**JOB**:
Update the listing below by changing every "metal fence post" to "steel fence post" and keeping everything else the same.
************
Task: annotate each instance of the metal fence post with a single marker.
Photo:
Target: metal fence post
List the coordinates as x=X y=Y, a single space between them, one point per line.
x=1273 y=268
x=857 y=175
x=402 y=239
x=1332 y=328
************
**ANSWER BELOW**:
Task: annotate each instance of the steel fence post with a single marker.
Photo:
Target: steel fence post
List the coordinates as x=X y=Y, a single space between them, one point per line.
x=1273 y=268
x=857 y=175
x=402 y=239
x=1332 y=328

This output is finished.